- About this exercise
Write a continuation of the passage about Schroer's teaching career in Alliance, Nebraska, beginning right after its last sentence.

That administrative decision, Schroer explained, has made the lives of teachers across the building easier. The science teachers share planning time together, and collaboration is continuously increasing. During the pandemic, those relationships have been critical.

“Everyone is working very hard to do the best they can for kids,” said Schroer, who is on the Continuous Improvement Committee. “Our administration has always valued our opinions in terms of what we teach, which is extremely helpful.”

Schroer guesses that she pursued a career in education after graduating from Emporia State University because of the influence several “very good” teachers had on her while she was a high-schooler at Luckey High School in Manhattan, KS. She taught for a dozen years in Kansas before making the move across the Great Plains in 1995.

Western Nebraska has been home ever since.

“Our kids come from a variety of backgrounds, and I would say Alliance is working class,” said Schroer. “The Railroad is probably our largest employer, and we have a very nice, large regional hospital. As far as science is concerned, both the Railroad and especially the hospital have been helpful with cross-curricular activities.”

Box Butte General Hospital started the Health Professions Club for Alliance, Hemingford and Hay Springs students about a decade ago, and watching her students go through the program and into careers in healthcare has been an enormously rewarding part of Schroer’s career.

“The number of students that I’ve had in class that have gone on to be pharmacists, medical doctors, nurses, and lab techs, I’m proud of that,” she said. “I go up to my doctor or visit the hospital to have blood drawn and I’ll see five or six former students. They’re staying in Alliance, which is nice.”

Much has changed over the last quarter of a century, Schroer said. Especially technology. She admits that she doesn’t have as much in common with today’s students. Schroer couldn’t tell you what TikTok is and doesn’t closely follow Twitter or Facebook. But that doesn’t mean she’s lost the ability to open her students’ eyes to their own potential. To connect students with the world of possibilities that awaits them.

- Records

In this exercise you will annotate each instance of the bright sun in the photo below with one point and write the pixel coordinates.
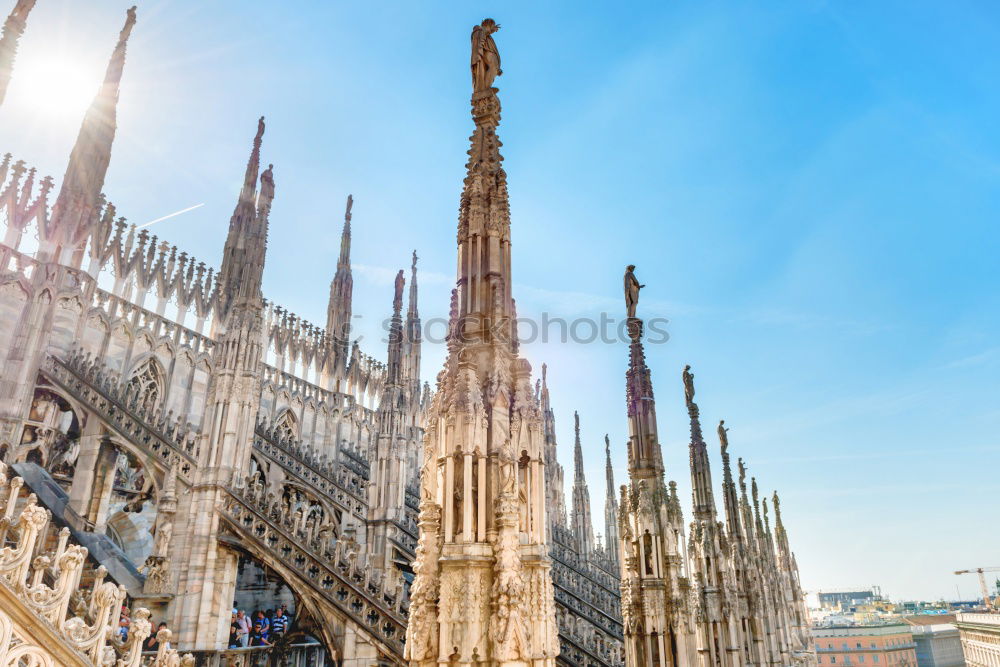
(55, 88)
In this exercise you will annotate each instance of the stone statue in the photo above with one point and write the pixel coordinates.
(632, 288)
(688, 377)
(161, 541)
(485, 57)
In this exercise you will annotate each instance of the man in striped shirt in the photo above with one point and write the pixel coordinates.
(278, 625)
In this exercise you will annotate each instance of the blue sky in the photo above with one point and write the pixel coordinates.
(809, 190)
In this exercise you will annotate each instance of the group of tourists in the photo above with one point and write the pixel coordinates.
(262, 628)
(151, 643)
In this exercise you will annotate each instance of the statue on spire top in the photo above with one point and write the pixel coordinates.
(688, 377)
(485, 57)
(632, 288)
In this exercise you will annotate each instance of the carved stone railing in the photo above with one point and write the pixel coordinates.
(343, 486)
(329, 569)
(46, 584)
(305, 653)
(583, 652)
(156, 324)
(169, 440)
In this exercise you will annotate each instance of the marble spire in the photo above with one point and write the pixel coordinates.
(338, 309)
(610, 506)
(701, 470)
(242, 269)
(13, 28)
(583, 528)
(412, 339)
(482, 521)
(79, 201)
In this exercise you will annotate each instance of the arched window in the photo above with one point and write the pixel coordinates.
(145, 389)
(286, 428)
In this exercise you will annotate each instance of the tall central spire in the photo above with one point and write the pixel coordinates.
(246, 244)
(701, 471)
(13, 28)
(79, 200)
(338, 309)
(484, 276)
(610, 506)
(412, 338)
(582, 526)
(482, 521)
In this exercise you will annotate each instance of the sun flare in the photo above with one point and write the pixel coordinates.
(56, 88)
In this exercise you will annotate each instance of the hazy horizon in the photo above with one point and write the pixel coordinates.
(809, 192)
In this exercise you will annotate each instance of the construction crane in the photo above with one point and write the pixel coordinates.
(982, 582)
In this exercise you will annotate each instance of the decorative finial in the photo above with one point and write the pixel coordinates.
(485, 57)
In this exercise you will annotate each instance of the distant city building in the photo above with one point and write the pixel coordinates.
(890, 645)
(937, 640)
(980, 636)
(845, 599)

- Answer space
“There’s an assignment I started doing about 20 years ago where I asked them to read a non-fiction science book,” Schroer said. “Kids these days, they only read what they’re supposed to read, and I was the same in high school.”

It wasn’t until college that Schroer really started diving into novels and works of non-fiction. The non-fiction books in particular, she soon realized, could be used to boost a student’s drive. Inspiration as a little extra splash of motivation, you could say.

“There’s the personality of scientists that come through in those books, and some of the kids don’t think they’re smart enough to be a scientist," Shroer said. "If they read these biographies, however, it really opens their eyes to possibilities. So relating those stories from nonfiction science writing, and repeating some of the small experiments that these now famous people did when they were in school, that’s been fun.”

And if Schroer still needs to break through? Well, there’s always old reliable to light the fire (pardon the pun) that stokes a student’s interest.

“Pretty much anything that involves fire or an explosion gets their attention,” she laughs.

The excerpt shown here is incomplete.